═════ Trecho selecionado
Ao longo de dez dias de mobilização, dezenas de políticos passaram pelo acampamento e demonstraram apoio às demandas indigenistas. Um deles foi o ex-presidente Luiz Inácio Lula da Silva, pré-candidato à presidência do país. Num discurso acalorado, Lula prometeu criar um ministério exclusivo para os povos originários, caso seja eleito. Nesta quinta-feira, o acampamento chega ao fim. De acordo com a organização do evento, a maior mobilização indigenista da história foi bastante significativa. Lideranças indígenas foram recebidas por três ministros da Suprema Corte e pelo presidente do Superior Tribunal Eleitoral, ministro Edson Fachin. Muito embora o judiciário tenha se aberto ao diálogo, o legislativo e o executivo mantiveram as portas fechadas. A organização afirmou que não conseguiu agendar audiência nem com o presidente Jair Bolsonaro e tampouco com os presidentes da Câmara, Arthur Lira e do Senado, Rodrigo Pacheco.
══════════
» Instrução: De acordo com o trecho selecionado, o que Lula prometeu criar caso seja eleito?
═════ Dados fornecidos
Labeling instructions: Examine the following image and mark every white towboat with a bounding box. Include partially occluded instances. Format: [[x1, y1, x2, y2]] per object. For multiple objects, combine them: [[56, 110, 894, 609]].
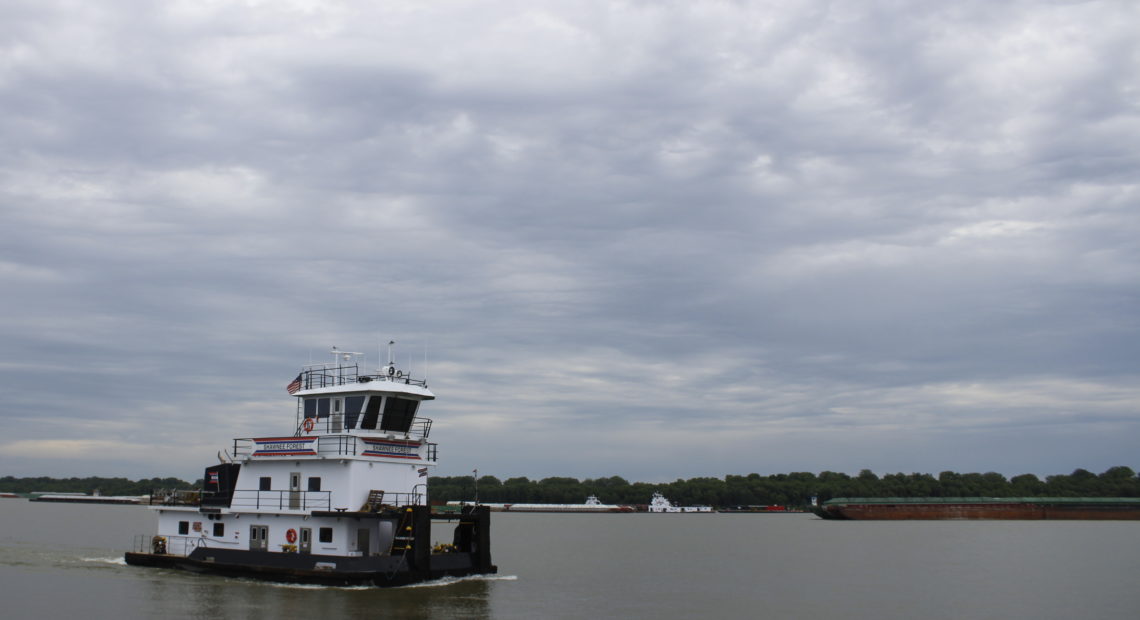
[[649, 493, 713, 513], [125, 348, 497, 586]]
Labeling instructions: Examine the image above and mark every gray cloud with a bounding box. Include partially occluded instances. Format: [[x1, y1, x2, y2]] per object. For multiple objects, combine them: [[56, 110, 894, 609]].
[[0, 1, 1140, 480]]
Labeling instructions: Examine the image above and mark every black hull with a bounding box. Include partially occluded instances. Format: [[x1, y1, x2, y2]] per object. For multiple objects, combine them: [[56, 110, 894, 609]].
[[127, 549, 498, 587]]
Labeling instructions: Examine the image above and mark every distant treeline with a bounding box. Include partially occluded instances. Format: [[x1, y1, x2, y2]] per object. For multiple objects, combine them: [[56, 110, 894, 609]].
[[0, 475, 202, 496], [429, 466, 1140, 507], [0, 466, 1140, 506]]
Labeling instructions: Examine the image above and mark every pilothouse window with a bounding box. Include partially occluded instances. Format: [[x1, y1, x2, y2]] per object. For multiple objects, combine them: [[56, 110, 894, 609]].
[[344, 397, 364, 430]]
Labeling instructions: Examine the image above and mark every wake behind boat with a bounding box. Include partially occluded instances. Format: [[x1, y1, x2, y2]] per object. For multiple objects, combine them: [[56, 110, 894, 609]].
[[125, 348, 497, 586]]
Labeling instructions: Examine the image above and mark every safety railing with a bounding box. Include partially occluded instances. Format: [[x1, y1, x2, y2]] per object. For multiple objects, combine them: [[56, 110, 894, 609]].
[[131, 533, 206, 556], [233, 435, 428, 460]]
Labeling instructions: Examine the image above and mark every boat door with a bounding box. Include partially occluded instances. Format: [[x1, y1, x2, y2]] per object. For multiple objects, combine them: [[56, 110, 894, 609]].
[[333, 398, 344, 433], [250, 525, 269, 552], [288, 472, 301, 511]]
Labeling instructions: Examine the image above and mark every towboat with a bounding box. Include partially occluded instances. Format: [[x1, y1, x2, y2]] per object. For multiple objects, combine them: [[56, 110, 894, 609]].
[[125, 348, 497, 587]]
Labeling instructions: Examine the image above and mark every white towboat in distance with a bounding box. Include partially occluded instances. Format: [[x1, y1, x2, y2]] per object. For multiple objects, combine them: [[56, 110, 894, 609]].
[[649, 493, 713, 513], [125, 348, 497, 586]]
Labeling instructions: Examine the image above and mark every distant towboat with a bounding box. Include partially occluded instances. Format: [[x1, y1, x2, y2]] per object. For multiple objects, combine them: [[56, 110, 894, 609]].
[[447, 495, 634, 513], [815, 497, 1140, 521]]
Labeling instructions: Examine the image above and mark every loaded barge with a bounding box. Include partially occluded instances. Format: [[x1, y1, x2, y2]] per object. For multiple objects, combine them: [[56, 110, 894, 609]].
[[815, 497, 1140, 521], [125, 348, 497, 587]]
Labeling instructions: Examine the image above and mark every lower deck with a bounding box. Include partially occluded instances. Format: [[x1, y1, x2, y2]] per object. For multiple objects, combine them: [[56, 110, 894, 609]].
[[127, 506, 495, 585]]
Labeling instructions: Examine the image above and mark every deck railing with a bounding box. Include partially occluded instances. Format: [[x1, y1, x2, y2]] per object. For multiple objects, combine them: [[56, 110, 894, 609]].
[[231, 435, 437, 462]]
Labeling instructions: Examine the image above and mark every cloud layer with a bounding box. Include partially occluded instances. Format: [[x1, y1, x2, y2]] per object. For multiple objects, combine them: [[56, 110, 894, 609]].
[[0, 0, 1140, 480]]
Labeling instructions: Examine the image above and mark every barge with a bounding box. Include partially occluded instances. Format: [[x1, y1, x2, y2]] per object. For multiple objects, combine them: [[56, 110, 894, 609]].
[[125, 348, 497, 587], [815, 497, 1140, 521]]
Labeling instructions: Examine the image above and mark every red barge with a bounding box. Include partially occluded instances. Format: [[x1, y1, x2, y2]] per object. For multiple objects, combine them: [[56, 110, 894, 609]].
[[815, 497, 1140, 521]]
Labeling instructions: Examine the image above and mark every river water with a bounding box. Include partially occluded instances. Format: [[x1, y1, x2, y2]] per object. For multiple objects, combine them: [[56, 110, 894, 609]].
[[0, 499, 1140, 620]]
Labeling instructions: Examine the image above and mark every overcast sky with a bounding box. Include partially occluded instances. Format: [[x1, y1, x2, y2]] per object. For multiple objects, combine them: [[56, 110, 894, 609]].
[[0, 0, 1140, 482]]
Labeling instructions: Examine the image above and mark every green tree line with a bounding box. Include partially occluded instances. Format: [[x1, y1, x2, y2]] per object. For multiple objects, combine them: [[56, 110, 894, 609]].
[[429, 466, 1140, 507], [0, 466, 1140, 506]]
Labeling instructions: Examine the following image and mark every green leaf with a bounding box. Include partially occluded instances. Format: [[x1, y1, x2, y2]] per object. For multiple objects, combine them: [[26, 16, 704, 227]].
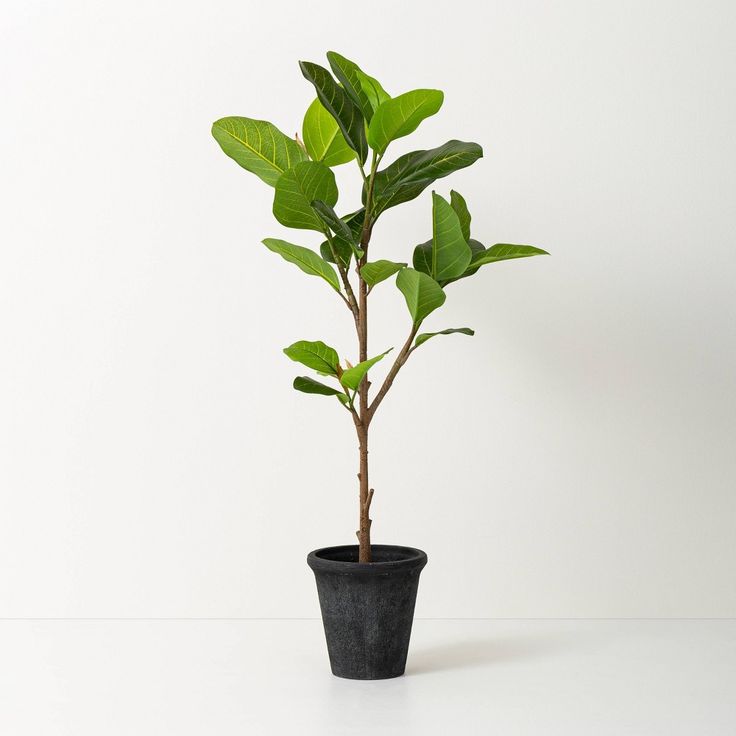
[[273, 161, 337, 232], [327, 51, 373, 123], [263, 238, 340, 291], [368, 89, 445, 153], [212, 117, 307, 187], [470, 243, 549, 267], [356, 69, 391, 112], [450, 189, 471, 240], [430, 192, 473, 282], [414, 327, 475, 348], [284, 340, 340, 376], [293, 376, 348, 401], [302, 99, 355, 166], [312, 199, 358, 246], [413, 192, 473, 285], [364, 140, 483, 216], [299, 61, 368, 164], [340, 348, 393, 391], [396, 268, 446, 324], [360, 261, 406, 286]]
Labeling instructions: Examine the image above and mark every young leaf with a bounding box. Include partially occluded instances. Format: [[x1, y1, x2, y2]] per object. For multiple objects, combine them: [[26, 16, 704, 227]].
[[299, 61, 368, 164], [284, 340, 340, 376], [212, 117, 307, 187], [273, 161, 337, 232], [368, 89, 445, 153], [293, 376, 348, 400], [373, 141, 483, 216], [312, 199, 358, 246], [327, 51, 373, 123], [430, 192, 472, 283], [396, 268, 446, 324], [470, 243, 549, 267], [340, 348, 393, 391], [414, 327, 475, 348], [302, 99, 355, 166], [360, 261, 406, 286], [450, 189, 471, 240], [263, 238, 340, 291]]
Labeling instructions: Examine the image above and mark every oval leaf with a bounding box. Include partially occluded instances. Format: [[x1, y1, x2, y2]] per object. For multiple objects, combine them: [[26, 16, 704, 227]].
[[293, 376, 348, 401], [470, 243, 549, 268], [302, 99, 355, 166], [340, 348, 393, 391], [263, 238, 340, 291], [212, 117, 307, 187], [368, 89, 445, 153], [360, 261, 406, 286], [373, 141, 483, 216], [273, 161, 337, 232], [414, 327, 475, 348], [396, 268, 446, 324], [430, 192, 473, 283], [284, 340, 340, 376], [299, 61, 368, 164]]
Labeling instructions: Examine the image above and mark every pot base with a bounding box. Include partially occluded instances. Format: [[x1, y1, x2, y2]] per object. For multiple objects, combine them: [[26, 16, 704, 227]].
[[307, 544, 427, 680]]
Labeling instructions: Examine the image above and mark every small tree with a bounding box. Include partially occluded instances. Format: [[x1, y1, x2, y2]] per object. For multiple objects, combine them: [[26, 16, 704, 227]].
[[212, 51, 546, 562]]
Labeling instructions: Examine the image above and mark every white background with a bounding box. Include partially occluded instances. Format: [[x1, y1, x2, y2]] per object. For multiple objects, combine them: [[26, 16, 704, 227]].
[[0, 0, 736, 617]]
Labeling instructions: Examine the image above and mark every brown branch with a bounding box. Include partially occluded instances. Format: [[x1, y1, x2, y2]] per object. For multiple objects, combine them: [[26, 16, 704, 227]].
[[367, 323, 421, 424]]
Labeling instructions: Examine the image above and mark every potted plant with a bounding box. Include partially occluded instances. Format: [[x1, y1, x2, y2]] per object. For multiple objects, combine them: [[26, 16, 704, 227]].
[[212, 52, 545, 679]]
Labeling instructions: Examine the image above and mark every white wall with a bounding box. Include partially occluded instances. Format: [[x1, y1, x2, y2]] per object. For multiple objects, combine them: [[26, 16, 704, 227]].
[[0, 0, 736, 617]]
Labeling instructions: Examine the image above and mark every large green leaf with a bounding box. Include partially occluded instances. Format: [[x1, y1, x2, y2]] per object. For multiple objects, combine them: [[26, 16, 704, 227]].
[[414, 327, 475, 348], [360, 261, 406, 286], [340, 348, 393, 391], [273, 161, 337, 232], [364, 140, 483, 216], [299, 61, 368, 164], [430, 192, 472, 282], [284, 340, 340, 376], [368, 89, 445, 153], [413, 192, 473, 285], [396, 268, 446, 324], [263, 238, 340, 291], [293, 376, 348, 401], [470, 243, 549, 268], [212, 117, 307, 187], [450, 189, 471, 240], [302, 99, 355, 166], [327, 51, 373, 123]]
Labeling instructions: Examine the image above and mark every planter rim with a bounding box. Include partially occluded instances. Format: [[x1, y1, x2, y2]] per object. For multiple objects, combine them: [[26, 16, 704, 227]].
[[307, 544, 427, 575]]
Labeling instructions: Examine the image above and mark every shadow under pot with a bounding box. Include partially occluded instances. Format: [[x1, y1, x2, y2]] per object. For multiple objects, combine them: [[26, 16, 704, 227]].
[[307, 544, 427, 680]]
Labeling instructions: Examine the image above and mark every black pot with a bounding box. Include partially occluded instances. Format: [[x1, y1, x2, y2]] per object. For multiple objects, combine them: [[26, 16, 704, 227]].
[[307, 544, 427, 680]]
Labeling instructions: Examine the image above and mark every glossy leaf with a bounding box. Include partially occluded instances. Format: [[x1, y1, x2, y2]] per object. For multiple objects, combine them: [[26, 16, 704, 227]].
[[340, 348, 393, 391], [273, 161, 337, 232], [396, 268, 446, 324], [414, 327, 475, 348], [212, 117, 307, 187], [327, 51, 373, 123], [284, 340, 340, 376], [360, 261, 406, 286], [373, 140, 483, 216], [302, 99, 355, 166], [430, 192, 472, 282], [450, 189, 471, 240], [263, 238, 340, 291], [299, 61, 368, 164], [293, 376, 348, 400], [470, 243, 549, 267], [368, 89, 445, 153]]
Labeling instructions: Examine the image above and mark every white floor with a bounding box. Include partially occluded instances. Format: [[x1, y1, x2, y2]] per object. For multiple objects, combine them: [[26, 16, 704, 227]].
[[0, 620, 736, 736]]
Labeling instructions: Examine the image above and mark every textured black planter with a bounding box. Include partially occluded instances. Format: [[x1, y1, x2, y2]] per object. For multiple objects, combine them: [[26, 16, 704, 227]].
[[307, 544, 427, 680]]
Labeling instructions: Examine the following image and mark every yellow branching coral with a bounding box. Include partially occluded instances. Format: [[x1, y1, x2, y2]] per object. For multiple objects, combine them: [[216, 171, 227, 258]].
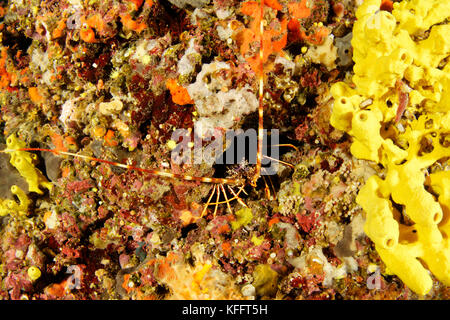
[[6, 135, 52, 194], [331, 0, 450, 295]]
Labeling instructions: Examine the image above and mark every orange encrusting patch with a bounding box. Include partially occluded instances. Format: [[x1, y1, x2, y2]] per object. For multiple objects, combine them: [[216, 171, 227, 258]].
[[80, 25, 97, 43], [222, 241, 231, 257], [52, 19, 66, 39], [105, 130, 119, 147], [166, 79, 194, 106], [238, 1, 288, 76], [50, 133, 67, 152], [44, 280, 67, 298], [269, 218, 280, 228], [0, 47, 11, 88], [120, 13, 147, 33], [130, 0, 143, 10], [288, 0, 330, 45], [380, 0, 394, 12], [28, 87, 44, 104], [264, 0, 283, 11]]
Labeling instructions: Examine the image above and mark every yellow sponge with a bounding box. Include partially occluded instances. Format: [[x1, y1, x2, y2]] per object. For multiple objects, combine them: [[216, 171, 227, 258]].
[[6, 135, 53, 194], [331, 0, 450, 295]]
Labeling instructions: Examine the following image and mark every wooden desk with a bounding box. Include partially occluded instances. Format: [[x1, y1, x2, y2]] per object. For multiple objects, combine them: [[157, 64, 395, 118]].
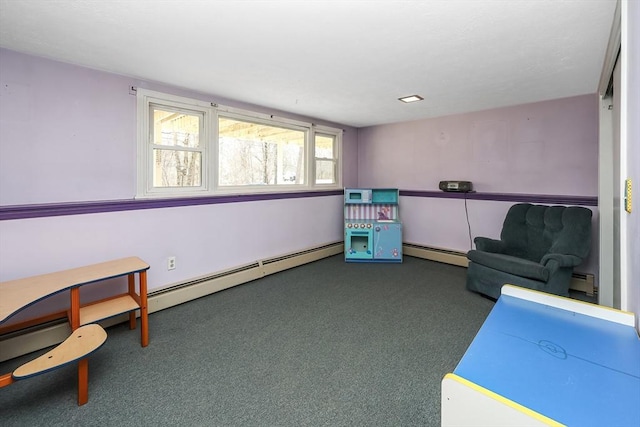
[[442, 285, 640, 427], [0, 257, 149, 347]]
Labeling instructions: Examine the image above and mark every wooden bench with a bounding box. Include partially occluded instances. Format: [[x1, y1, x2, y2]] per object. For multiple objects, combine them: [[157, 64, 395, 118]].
[[0, 257, 149, 405], [0, 257, 149, 347], [0, 324, 107, 405]]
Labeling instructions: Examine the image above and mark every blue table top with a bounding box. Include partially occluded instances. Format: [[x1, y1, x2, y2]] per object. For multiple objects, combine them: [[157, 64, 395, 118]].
[[454, 295, 640, 427]]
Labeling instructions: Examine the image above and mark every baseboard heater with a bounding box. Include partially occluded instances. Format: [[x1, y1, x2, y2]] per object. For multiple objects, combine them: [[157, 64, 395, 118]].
══════════
» Tarefa concluída: Um ministério exclusivo para os povos originários.